* **Given problem**
Copy out the material word for word, from the line containing "Exercise. Mark every instance of the dappled" up to and including the line containing "[(168, 366)]".

* **Listed records**
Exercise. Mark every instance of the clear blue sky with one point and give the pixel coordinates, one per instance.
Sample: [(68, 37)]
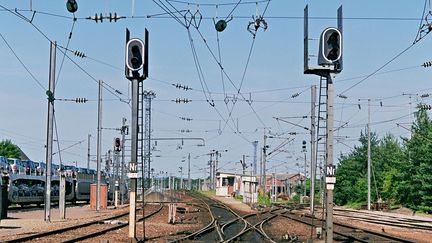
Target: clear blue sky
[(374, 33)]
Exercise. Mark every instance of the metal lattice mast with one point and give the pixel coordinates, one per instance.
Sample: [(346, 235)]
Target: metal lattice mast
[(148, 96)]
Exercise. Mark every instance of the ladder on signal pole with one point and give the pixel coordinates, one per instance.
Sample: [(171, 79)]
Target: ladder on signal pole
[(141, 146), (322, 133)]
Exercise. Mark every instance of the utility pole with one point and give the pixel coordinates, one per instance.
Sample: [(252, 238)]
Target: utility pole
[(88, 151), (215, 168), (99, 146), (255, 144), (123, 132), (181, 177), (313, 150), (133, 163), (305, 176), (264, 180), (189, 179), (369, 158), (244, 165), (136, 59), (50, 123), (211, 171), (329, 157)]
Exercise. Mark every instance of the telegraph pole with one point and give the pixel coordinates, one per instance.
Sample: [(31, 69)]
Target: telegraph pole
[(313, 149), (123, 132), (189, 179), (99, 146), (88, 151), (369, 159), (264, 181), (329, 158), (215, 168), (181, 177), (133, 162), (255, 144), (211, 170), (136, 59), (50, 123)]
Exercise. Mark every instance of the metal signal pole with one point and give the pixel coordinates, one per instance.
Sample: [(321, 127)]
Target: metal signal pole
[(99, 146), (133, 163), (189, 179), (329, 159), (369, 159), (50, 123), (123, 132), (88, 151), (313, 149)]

--

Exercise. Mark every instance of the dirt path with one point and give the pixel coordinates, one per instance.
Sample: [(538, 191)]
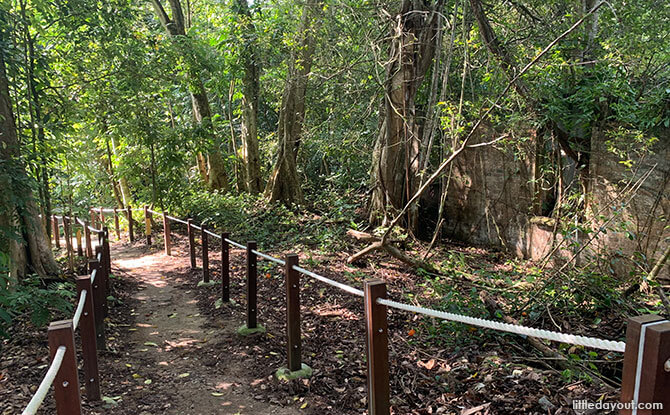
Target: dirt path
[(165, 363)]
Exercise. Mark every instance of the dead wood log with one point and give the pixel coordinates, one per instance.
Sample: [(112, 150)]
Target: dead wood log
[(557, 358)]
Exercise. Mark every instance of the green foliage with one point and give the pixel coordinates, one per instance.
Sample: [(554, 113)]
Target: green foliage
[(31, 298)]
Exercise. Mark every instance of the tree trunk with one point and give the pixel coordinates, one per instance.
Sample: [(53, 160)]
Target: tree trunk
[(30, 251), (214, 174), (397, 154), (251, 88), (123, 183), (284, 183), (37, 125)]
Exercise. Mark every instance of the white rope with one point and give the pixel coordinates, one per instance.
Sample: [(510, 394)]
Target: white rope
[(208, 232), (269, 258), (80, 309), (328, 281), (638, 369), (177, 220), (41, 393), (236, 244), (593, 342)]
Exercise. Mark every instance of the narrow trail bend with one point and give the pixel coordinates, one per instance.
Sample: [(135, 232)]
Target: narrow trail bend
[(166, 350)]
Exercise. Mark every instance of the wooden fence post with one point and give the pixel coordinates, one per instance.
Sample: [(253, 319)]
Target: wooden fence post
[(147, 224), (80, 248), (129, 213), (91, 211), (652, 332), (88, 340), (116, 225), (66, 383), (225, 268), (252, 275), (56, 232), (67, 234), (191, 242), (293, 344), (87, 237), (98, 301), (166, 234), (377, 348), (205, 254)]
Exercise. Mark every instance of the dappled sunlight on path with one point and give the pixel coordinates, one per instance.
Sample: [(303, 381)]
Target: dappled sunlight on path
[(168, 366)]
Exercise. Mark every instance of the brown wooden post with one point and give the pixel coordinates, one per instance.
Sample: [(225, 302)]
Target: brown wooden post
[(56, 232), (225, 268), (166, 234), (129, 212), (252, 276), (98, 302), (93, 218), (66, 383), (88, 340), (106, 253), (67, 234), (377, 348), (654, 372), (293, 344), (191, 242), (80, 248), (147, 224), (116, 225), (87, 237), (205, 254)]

* * *

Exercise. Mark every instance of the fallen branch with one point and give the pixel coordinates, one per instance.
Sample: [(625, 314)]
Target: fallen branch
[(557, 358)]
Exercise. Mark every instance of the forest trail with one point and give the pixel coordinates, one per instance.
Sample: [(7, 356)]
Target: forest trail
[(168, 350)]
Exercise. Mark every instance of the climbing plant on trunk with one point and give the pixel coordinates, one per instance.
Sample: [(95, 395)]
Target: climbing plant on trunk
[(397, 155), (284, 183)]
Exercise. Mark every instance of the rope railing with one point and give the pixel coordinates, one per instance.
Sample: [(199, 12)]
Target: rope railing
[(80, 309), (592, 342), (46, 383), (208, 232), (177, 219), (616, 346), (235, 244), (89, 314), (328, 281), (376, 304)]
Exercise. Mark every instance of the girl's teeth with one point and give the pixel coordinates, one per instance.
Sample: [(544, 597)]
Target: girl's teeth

* **Solution to this exercise**
Exercise. Mark every instance of the dappled sunlight on path with one point and give the pixel coordinates, one per instance.
Sample: [(303, 381)]
Target: dappled sunlight on path
[(168, 366)]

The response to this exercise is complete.